Document section:
━━━━━━

UNITED STATES

SECURITIES AND EXCHANGE COMMISSION

Washington, D.C. 20549

 

Form 8-K

 

CURRENT REPORT

 

Pursuant to Section 13 or 15(d) of the Securities Exchange Act of 1934

 

Date of Report (Date of earliest event reported): December 3, 2020

 

ARGENTUM 47, INC.

(Exact name of registrant as specified in its charter)

 

Nevada   000-54557   27-3986073
(State or other jurisdiction   (Commission   (I.R.S. Employer
of incorporation)   File Number)   Identification Number)

 

34 St. Augustine’s Gate, Hedon, HU12 8EX, Hull, United Kingdom

(Address of Principal Executive Offices) (Zip Code)

 

Registrant’s telephone number, including area code: + (44) 1482 891 591/ + (1) 321 200 0142

 

Check the appropriate box below if the Form 8-K filing is intended to simultaneously satisfy the filing obligation of the registrant under any of the following provisions (see General Instruction A.2., below):

 

[  ] Written communications pursuant to Rule 425 under the Securities Act (17 CFR 230.425)

━━━━━━

Stated goal: Reproduce the Form 8-K cover page, starting at the line with "Pursuant to Section" and ending after "ARGENTUM 47, INC.", and swap "December 3, 2020" for "January 15, 2021".

Available data:
━━━━━━

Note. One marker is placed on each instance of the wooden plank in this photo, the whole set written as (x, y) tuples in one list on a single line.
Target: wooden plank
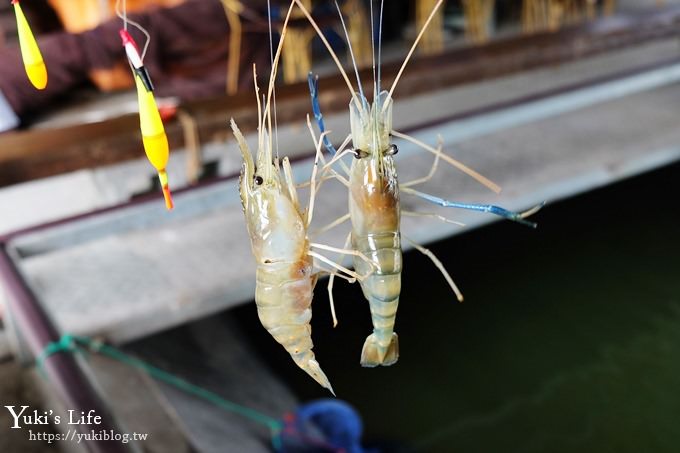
[(39, 153)]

━━━━━━

Result:
Pursuant to Section 13 or 15(d) of the Securities Exchange Act of 1934

 

Date of Report (Date of earliest event reported): January 15, 2021

 

ARGENTUM 47, INC.